### Excerpt
Anger, relief and disappointment - that's what sums can do
In these days when wearing your heart on your sleeve is seen as qualifying you to be a true human being, rather than some robotic control freak, scientists and mathematicians are often viewed as being far too rational to be truly human.
Especially mathematicians, who spend all their days doing boring sums in some remote world of the intellect.
Some news, guys: it's not true.
Not just that we don't spend our time doing sums, but also we possess entirely normal human emotions - and express them.
Agreed, mathematicians are seldom seen bursting into tears or shouting in the streets, but that's mostly because mathematicians are seldom seen. Or, more to the point, seldom noticed, because there are hundreds of thousands of mathematically qualified people in British society, working in a huge range of jobs.
And it's true that the way mathematics is usually presented strips out the emotional element - but the same goes for banking, architecture, whatever.
Anyone who has ever been to a mathematics conference, or sat in a mathematics department common room, notices very quickly that not only are mathematicians emotionally committed to their subject, but the emotions often run high. Shouting matches are not unusual.
The only time mathematics has driven me to tears was when I was 10
There is an important difference, however: when two mathematicians are arguing at the tops of their voices, eventually one of them says: "Oops, sorry, I've just seen why you're right." And the two are once more the best of friends and go off to the pub together.
One of the great emotional TV moments for mathematics was John Lynch's wonderful programme about Andrew Wiles's solution to Fermat's Last Theorem, a famous problem that had baffled mathematicians for 350 years.
Relating how his epoch-making solution very nearly collapsed because of a logical error, Wiles is on the verge of tears. The entire programme shows how committed mathematicians are to their research; how solving a problem becomes a kind of personal quest.
Dorothy Parker once said that the movie actress Katharine Hepburn ran "the gamut of emotions from A to B". Mathematicians may not quite manage A to Z, but they get a good way into the alphabet - joy, sadness, a sense of beauty, anger, relief, worry, disappointment.

### Directions for this task
Can you pick up the essay on mathematicians' emotions after its final sentence and carry it on?

### Dataset entries
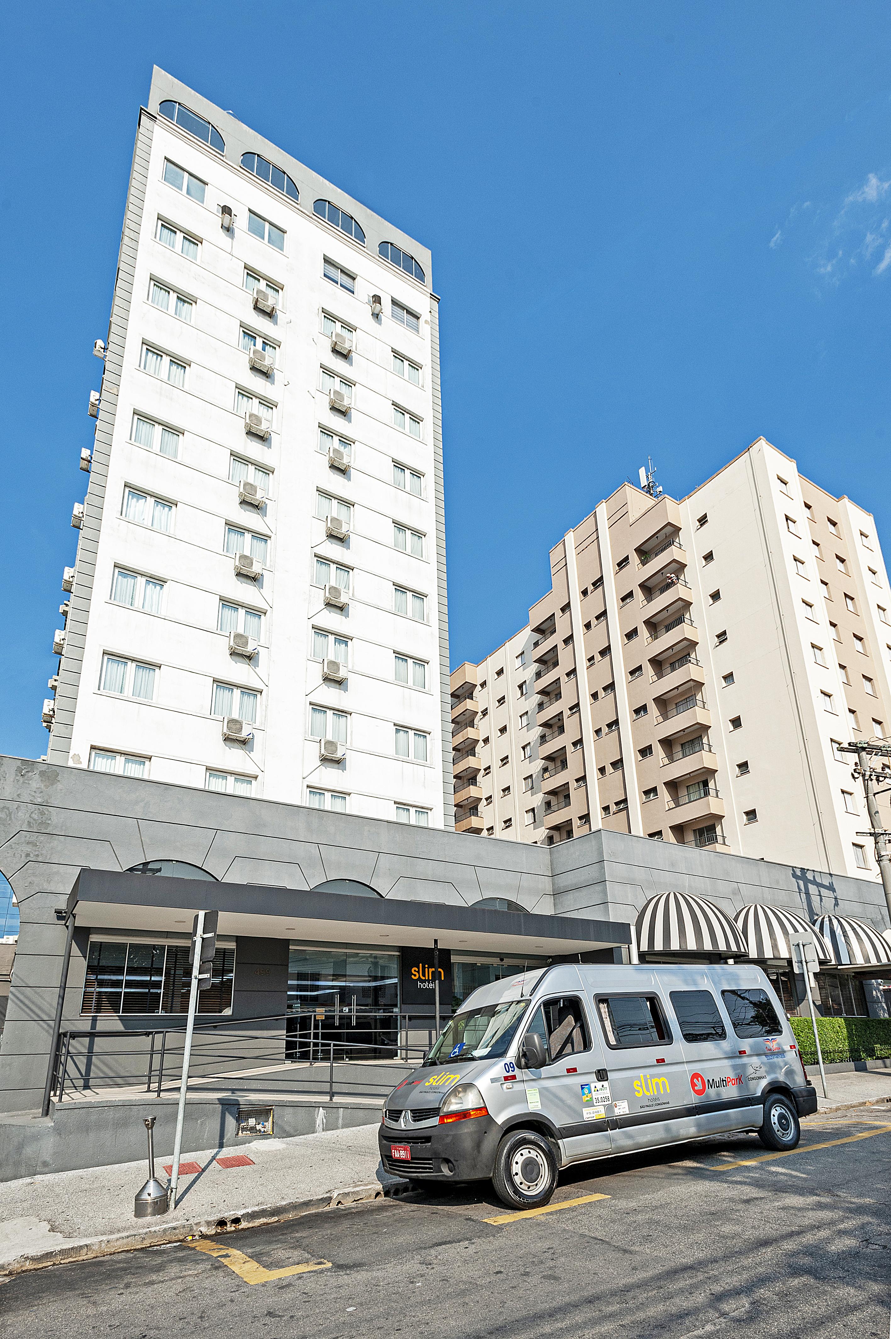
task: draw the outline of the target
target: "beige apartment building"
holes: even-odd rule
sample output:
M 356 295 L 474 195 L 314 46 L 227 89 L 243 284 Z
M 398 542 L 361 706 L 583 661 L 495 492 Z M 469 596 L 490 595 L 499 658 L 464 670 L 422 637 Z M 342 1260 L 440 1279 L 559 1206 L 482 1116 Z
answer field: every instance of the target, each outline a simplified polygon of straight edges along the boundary
M 878 877 L 837 746 L 891 731 L 890 620 L 872 516 L 764 438 L 682 501 L 624 483 L 553 546 L 528 625 L 452 675 L 456 828 Z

### Written answer
Hold back the tears
Even a casual glance at the lives of some of the subject's greats should dispel the notion of mathematicians as ultra-rational calculating machines. Leopold Kronecker's dislike of Georg Cantor's new theory of infinite numbers drove Cantor to a nervous breakdown.
Évariste Galois combined dramatic work on the equation of the fifth degree with even more dramatic involvement in French revolutionary politics, culminating in a duel over a woman in which he was killed.
David Hilbert was incandescent with rage when Kurt Gödel drove a coach and horses through his massive programme to put all of mathematics on sound logical foundations. This was no surprise: Hilbert had devoted years to the project, and had made what seemed to be a lot of progress. Then it all came tumbling down.
The only time mathematics has driven me to tears was when I was 10. There's a lot of evidence that people understand maths much more easily when it is formulated in a social context.
Abstract puzzles involving cards with letters on one side and numbers on the other baffle most of us, but the same question can be instantly obvious when posed in terms of under-age drinking in a pub.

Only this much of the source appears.